Looking to increase time efficiency of my code, repeatedly performing matrix multiplication between a 3x3 matrix and an inverse 3x3 matrix - using mldivide.

Background

I am trying to implement a vector quantization method before using orientation data for hand-eye calibration between sensors attached to a subject's lower limb in gait analysis... The algorithm I'm following is from the paper "Data Selection for Hand-eye Calibration: A Vector Quantization Approach" That's background that you probably don't need...

Code to Optimize

I was hoping to find a faster method of solving all possible "relative movements" (A or B), which takes too long (C and D are around 2000 elements long, therefore the size of A or B will get up to =2000*(2000-1)/2=1999000):

%C,D is cell array, each cell is 3x3 rotation matrix.
Nframe=length(C);
Nrel = Nframe*(Nframe-1)/2;
A=cell(Nrel,1);
B=cell(Nrel,1);
At=zeros(Nrel,4);
Bt=zeros(Nrel,4);
count = 1;
for i=1:Nframe
    for j=1:Nframe
        if j <= i
            continue;
        else
            % Main place to optimize (avoid looping?)!!

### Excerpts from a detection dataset
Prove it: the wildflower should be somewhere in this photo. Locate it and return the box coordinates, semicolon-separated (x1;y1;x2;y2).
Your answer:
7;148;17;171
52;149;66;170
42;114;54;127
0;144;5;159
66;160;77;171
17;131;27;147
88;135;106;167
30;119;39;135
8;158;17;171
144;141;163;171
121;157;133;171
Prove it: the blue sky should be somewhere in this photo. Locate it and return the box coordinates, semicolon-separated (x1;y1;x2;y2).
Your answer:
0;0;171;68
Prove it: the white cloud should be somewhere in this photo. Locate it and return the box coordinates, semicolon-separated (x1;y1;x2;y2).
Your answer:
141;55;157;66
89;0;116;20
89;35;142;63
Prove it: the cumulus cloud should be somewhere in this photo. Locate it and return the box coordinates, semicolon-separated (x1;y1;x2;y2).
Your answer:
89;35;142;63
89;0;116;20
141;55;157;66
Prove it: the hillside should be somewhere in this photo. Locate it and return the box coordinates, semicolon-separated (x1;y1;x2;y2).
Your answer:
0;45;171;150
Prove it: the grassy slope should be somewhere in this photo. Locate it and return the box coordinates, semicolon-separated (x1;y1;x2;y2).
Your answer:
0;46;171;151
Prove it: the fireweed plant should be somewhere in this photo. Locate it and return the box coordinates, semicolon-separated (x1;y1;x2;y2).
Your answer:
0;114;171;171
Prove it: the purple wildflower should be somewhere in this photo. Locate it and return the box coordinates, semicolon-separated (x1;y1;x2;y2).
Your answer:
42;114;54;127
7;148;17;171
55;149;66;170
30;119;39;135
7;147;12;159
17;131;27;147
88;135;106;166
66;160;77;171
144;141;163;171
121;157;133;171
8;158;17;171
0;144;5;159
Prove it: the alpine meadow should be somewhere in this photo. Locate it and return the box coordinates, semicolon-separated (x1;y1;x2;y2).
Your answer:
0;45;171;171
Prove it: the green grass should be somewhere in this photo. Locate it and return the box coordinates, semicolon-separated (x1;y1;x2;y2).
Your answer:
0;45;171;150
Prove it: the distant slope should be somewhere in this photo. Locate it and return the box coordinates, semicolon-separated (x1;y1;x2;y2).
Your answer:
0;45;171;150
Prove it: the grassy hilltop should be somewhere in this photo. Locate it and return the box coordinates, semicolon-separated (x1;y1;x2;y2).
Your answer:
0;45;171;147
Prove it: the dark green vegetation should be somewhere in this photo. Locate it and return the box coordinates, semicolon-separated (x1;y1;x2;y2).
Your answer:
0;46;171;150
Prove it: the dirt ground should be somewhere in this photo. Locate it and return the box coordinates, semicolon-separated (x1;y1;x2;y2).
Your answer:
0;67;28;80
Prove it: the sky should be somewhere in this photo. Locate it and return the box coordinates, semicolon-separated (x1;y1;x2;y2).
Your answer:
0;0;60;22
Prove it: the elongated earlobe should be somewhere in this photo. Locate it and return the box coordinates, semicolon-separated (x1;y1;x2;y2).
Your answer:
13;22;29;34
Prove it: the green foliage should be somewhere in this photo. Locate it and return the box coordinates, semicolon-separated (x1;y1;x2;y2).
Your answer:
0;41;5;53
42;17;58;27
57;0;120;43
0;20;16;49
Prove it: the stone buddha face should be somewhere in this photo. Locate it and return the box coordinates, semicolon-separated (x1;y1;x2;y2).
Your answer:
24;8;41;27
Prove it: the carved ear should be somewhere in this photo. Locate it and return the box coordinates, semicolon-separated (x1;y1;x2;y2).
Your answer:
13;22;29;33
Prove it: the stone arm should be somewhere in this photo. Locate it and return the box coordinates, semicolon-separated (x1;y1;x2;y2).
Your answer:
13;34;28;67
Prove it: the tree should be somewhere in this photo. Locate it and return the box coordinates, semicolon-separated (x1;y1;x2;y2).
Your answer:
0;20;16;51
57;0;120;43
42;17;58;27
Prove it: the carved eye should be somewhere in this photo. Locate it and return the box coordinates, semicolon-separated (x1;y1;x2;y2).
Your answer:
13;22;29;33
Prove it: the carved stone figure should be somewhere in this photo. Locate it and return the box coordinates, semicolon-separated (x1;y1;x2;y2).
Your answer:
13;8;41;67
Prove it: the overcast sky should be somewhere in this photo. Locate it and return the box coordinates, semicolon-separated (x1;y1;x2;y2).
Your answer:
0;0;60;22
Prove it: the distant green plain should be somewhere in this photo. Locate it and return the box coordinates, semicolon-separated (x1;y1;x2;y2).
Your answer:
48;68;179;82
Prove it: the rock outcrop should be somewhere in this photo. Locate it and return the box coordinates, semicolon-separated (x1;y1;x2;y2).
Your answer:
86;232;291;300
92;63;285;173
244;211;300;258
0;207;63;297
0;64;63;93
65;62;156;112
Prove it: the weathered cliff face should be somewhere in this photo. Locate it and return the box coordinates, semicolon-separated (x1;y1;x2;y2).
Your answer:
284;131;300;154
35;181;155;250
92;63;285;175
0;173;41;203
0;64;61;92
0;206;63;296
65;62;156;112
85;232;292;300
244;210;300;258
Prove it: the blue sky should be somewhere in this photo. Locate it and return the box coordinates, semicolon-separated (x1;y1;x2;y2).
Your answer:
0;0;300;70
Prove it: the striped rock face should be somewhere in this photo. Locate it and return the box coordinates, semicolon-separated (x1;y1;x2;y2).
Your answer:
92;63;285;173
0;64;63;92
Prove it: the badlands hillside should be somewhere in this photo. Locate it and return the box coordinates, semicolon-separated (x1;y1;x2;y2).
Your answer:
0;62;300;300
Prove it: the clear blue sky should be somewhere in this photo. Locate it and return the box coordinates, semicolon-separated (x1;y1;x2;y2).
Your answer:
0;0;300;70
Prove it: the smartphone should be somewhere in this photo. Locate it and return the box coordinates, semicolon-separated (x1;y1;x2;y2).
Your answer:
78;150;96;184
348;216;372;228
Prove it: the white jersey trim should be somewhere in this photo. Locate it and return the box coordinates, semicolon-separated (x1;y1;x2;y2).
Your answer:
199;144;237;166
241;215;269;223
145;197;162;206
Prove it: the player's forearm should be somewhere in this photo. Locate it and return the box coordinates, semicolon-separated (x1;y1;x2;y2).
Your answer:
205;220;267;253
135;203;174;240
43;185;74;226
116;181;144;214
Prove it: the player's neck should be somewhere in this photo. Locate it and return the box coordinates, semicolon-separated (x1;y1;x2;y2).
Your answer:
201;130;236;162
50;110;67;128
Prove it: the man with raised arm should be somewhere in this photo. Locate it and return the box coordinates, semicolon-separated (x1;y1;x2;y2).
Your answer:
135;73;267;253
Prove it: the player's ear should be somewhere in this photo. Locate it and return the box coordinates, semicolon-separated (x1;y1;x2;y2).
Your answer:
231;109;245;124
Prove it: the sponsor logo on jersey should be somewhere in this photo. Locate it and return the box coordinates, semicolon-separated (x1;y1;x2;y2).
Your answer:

### REQUIRED TASKS
1. In the MATLAB post, what is the title of the paper whose algorithm the writer is following?
2. Write out, word for word, the stretch of the MATLAB post from "Code to Optimize" through "3x3 rotation matrix.".

### LIST OF SOLUTIONS
1. "Data Selection for Hand-eye Calibration: A Vector Quantization Approach"

2.
Code to Optimize

I was hoping to find a faster method of solving all possible "relative movements" (A or B), which takes too long (C and D are around 2000 elements long, therefore the size of A or B will get up to =2000*(2000-1)/2=1999000):

%C,D is cell array, each cell is 3x3 rotation matrix.